#### Exercise data
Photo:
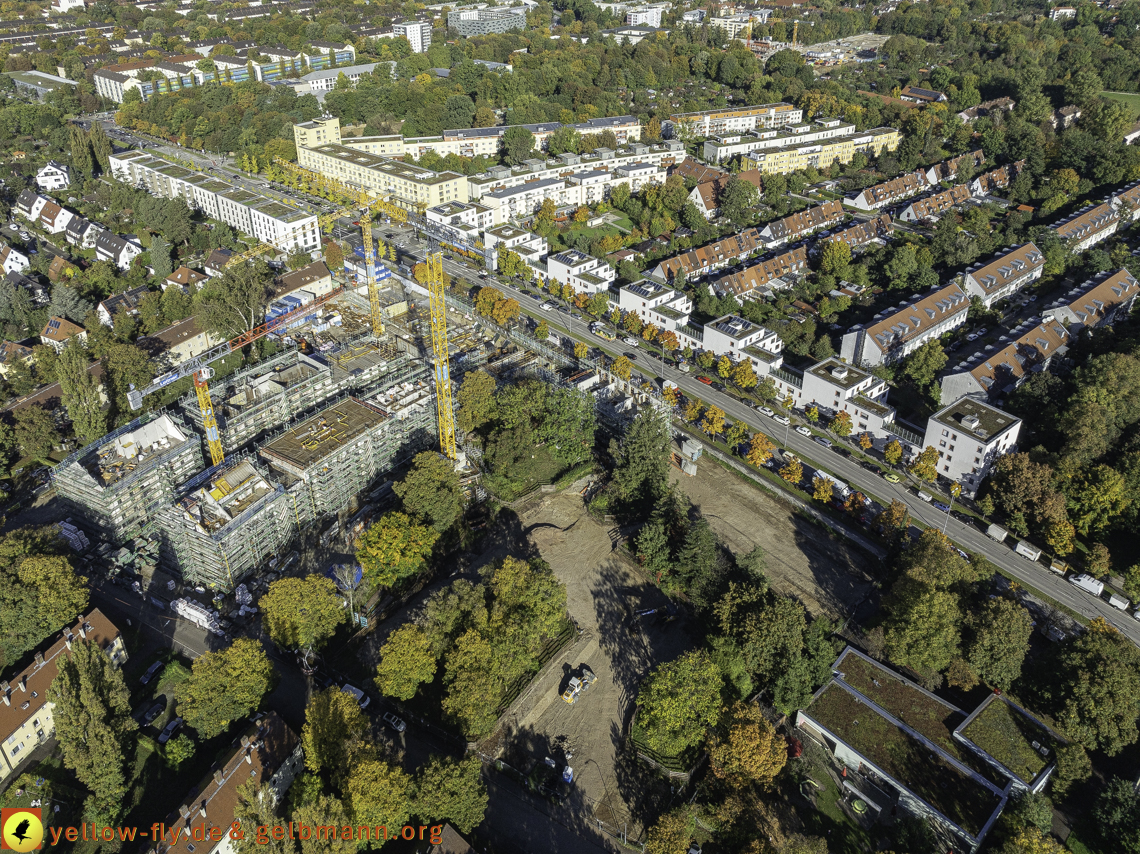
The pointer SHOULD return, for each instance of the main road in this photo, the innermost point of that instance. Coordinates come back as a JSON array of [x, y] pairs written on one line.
[[968, 537]]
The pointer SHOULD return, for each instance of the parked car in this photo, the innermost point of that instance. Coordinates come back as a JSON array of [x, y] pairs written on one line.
[[392, 721], [169, 731]]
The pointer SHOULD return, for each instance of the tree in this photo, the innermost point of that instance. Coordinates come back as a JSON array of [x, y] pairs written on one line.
[[748, 750], [406, 661], [925, 465], [623, 367], [335, 732], [1097, 689], [760, 449], [1001, 639], [714, 421], [518, 144], [393, 549], [678, 702], [94, 725], [475, 400], [247, 675], [234, 302], [792, 471], [35, 433], [893, 453], [430, 490], [80, 392], [302, 612], [452, 790]]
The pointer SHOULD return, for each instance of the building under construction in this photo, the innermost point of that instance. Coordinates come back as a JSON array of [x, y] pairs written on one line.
[[218, 531], [115, 484]]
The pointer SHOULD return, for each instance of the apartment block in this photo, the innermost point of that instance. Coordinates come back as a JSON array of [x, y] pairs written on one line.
[[26, 717], [1089, 226], [888, 193], [934, 206], [1007, 274], [269, 221], [410, 186], [969, 436], [585, 274], [993, 375], [485, 22], [897, 333], [801, 224], [114, 482], [714, 122], [1100, 301]]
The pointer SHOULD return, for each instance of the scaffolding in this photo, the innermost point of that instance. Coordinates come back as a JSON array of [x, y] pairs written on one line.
[[114, 482]]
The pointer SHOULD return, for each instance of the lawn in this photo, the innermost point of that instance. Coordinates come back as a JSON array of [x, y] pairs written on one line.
[[1131, 98]]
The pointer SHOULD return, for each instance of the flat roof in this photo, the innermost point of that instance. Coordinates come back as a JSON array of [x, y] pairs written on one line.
[[324, 433]]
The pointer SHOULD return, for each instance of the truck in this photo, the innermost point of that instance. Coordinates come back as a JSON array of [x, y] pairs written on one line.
[[995, 531], [1088, 584], [1027, 550]]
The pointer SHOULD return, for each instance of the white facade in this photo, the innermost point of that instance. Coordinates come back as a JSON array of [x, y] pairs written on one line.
[[53, 177], [583, 273], [416, 32]]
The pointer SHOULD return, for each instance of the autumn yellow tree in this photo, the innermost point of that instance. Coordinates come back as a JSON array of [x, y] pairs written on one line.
[[760, 450], [747, 750]]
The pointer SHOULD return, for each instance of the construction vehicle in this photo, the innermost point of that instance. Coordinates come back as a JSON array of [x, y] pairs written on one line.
[[578, 686]]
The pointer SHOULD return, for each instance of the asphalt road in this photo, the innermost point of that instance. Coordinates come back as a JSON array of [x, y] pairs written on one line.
[[968, 537]]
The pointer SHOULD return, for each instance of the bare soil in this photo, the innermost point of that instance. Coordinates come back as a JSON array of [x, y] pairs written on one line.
[[824, 572]]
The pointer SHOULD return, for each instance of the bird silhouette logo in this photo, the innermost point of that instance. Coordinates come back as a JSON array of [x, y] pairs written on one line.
[[22, 829]]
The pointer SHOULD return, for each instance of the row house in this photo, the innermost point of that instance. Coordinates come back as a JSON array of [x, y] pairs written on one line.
[[893, 335], [1100, 301], [758, 279], [1000, 178], [934, 206], [949, 169], [995, 375], [860, 234], [887, 193], [702, 260], [1007, 274], [799, 225], [1089, 226]]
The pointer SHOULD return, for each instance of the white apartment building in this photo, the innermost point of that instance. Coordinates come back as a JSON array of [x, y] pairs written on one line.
[[969, 436], [416, 32], [1100, 301], [269, 221], [895, 334], [1007, 274], [739, 120], [723, 148], [583, 273]]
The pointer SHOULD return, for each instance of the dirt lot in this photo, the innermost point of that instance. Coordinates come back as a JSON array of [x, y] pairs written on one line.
[[828, 576]]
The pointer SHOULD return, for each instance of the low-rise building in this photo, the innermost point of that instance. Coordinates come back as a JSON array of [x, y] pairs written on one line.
[[895, 334], [53, 177], [1088, 227], [799, 225], [59, 331], [585, 274], [26, 717], [934, 206], [1007, 274], [888, 193], [969, 436], [1100, 301], [994, 375]]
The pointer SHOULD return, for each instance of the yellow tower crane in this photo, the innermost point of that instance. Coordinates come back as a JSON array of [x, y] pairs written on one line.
[[436, 287]]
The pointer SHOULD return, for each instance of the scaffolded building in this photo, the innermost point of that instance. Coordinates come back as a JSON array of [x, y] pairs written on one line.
[[342, 449], [227, 523], [114, 484]]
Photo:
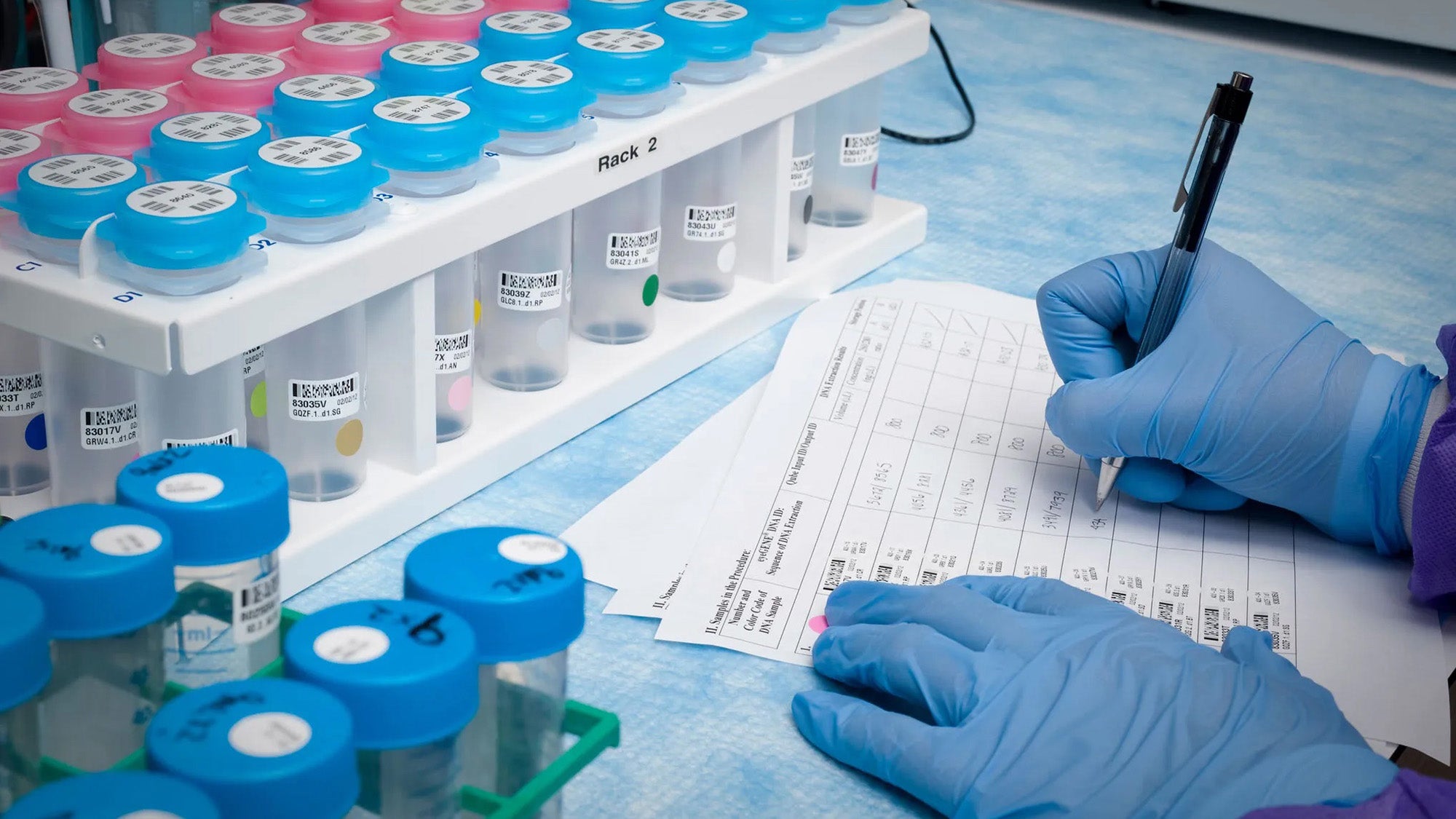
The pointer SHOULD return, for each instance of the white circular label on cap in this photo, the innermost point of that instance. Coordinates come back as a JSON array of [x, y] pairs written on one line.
[[526, 75], [535, 550], [352, 644], [528, 23], [238, 66], [190, 487], [180, 200], [442, 7], [263, 15], [270, 735], [422, 110], [37, 81], [435, 53], [311, 152], [78, 171], [151, 46], [707, 11], [116, 103], [346, 34], [18, 143], [210, 127], [327, 88], [628, 41], [127, 539]]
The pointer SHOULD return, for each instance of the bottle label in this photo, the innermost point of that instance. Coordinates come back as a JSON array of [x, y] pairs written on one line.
[[860, 149], [263, 15], [327, 400], [151, 46], [223, 439], [528, 23], [435, 53], [23, 394], [711, 223], [633, 251], [532, 290], [37, 81], [110, 427], [423, 110], [76, 171], [707, 11], [210, 127], [346, 34], [117, 103], [620, 41], [327, 88], [802, 173], [238, 66], [526, 75], [311, 152], [454, 352], [181, 200]]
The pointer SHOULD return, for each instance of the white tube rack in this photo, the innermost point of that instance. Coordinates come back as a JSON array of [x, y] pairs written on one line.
[[410, 475]]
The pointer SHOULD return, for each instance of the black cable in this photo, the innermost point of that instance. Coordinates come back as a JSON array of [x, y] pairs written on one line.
[[960, 90]]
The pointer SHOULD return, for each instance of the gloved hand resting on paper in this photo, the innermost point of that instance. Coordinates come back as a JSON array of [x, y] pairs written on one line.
[[1251, 395], [1043, 700]]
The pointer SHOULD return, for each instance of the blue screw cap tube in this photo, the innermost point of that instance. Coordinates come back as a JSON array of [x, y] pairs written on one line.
[[314, 190], [535, 106], [181, 238], [58, 200], [274, 748], [716, 37], [323, 104], [117, 793], [430, 145], [430, 66], [526, 36], [196, 146], [630, 71]]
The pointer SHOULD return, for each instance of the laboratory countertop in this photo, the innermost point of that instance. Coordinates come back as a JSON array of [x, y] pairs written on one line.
[[1342, 189]]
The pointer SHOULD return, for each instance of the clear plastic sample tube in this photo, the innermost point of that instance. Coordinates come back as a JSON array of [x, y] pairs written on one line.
[[700, 223], [193, 410], [104, 574], [615, 251], [23, 422], [27, 660], [317, 405], [847, 141], [526, 308], [92, 423], [407, 672], [802, 183], [274, 748], [455, 347], [523, 637], [228, 509]]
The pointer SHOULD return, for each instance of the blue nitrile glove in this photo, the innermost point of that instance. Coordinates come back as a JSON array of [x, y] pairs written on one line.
[[1253, 391], [1046, 700]]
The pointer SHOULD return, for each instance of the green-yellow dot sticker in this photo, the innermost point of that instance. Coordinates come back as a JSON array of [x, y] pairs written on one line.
[[258, 401]]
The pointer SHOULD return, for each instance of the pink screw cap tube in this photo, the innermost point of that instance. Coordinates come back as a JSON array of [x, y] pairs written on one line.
[[143, 60], [241, 84], [116, 122], [36, 95], [458, 21], [341, 49], [256, 27]]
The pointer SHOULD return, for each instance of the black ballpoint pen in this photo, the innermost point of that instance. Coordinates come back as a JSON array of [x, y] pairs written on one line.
[[1224, 117]]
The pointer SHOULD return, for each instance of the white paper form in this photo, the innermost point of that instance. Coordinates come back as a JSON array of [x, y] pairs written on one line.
[[908, 443]]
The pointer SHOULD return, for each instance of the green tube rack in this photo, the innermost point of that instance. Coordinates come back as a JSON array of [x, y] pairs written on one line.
[[595, 729]]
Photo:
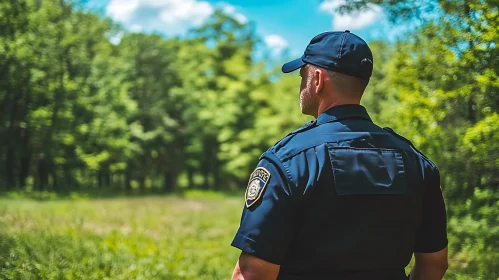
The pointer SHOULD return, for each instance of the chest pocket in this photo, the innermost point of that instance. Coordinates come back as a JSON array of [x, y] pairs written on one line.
[[368, 171]]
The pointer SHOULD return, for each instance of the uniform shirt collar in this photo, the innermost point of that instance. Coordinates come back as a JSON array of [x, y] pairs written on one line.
[[341, 112]]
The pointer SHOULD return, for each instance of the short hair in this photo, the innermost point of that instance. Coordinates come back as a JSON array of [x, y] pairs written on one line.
[[345, 83], [348, 84]]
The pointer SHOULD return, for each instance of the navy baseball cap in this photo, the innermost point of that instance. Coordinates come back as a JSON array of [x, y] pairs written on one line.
[[338, 51]]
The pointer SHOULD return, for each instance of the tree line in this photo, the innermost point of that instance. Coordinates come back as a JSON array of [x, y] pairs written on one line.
[[79, 112]]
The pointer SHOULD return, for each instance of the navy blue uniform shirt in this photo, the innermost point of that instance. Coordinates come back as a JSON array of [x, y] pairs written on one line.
[[342, 198]]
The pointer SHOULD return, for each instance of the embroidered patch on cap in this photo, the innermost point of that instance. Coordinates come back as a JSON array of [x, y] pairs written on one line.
[[256, 185]]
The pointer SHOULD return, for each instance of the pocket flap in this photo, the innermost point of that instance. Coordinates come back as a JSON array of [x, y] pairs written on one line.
[[368, 171]]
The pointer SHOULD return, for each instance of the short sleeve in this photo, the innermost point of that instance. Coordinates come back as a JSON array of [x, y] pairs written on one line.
[[267, 223], [432, 235]]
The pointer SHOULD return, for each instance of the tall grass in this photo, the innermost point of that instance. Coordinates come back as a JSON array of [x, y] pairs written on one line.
[[162, 237]]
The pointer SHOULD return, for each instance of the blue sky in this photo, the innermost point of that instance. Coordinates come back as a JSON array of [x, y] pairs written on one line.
[[282, 24]]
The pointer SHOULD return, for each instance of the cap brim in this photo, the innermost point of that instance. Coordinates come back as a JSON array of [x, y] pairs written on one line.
[[292, 65]]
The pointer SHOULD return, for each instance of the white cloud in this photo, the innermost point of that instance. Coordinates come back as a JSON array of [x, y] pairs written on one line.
[[354, 20], [276, 43], [172, 17], [231, 10]]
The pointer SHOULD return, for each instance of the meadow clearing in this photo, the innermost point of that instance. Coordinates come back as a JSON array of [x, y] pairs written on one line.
[[181, 236], [156, 237]]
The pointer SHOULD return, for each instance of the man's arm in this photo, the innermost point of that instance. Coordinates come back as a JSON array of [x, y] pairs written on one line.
[[250, 267], [430, 266]]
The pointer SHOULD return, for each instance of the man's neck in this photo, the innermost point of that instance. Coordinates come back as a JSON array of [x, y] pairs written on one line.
[[326, 106]]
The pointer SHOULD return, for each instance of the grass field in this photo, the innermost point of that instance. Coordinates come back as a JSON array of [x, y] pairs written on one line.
[[156, 237]]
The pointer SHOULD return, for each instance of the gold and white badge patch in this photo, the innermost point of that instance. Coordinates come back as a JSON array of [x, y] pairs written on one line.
[[256, 185]]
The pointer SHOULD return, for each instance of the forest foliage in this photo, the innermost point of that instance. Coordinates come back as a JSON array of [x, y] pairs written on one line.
[[79, 112]]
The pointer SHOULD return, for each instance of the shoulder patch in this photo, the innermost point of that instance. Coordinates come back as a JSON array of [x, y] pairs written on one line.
[[256, 185]]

#### Instructions for the task
The range begins at the line containing "The pointer SHOULD return, for each instance of the grass" and ends at the last line of the entries; reproduce it exactly.

#### Output for this exercise
The pointer SHOULD return, for each instance of the grass field in this photo, the innermost point of that instance. Coordinates come back as a JSON array of [x, y] pairs written on one line.
[[156, 237]]
The pointer SHOULD return, for each instance of the gold and white badge patch in this photo, the innermost point of that instance. Coordinates come back as a JSON array of [x, y] pairs written on one line.
[[256, 185]]
The pointer SHOULD return, for each instance of the forest foliage in this photo, the innermost point of that instance. Coordinates come back as a JSON array of [x, y] pairs written on one line.
[[79, 112]]
The pointer SHOULD return, for each instance of the shoulder patch in this photo, the innermost point of that instance. Coordinates come back as a JSON array of [x, y] pairs written on one line.
[[256, 185]]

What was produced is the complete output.